## Exercise directions:
As the answer, give a copy of each line below that includes the word "rooftop".

Data extracted from a collection

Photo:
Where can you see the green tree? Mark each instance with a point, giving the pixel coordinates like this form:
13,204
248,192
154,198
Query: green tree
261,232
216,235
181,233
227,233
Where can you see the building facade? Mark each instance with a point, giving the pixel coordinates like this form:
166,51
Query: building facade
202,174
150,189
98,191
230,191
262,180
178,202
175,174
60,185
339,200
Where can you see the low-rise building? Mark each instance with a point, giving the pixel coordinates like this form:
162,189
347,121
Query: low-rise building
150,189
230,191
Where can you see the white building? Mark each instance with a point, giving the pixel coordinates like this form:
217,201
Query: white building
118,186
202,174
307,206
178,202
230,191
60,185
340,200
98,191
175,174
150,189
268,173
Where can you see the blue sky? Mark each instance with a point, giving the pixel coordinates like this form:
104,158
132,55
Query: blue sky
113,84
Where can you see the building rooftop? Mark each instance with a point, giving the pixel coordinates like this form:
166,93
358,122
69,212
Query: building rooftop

## Reply:
Where can you see the building rooftop? Mark each instance with a point, giving the pixel coordinates like this form:
Query: building rooftop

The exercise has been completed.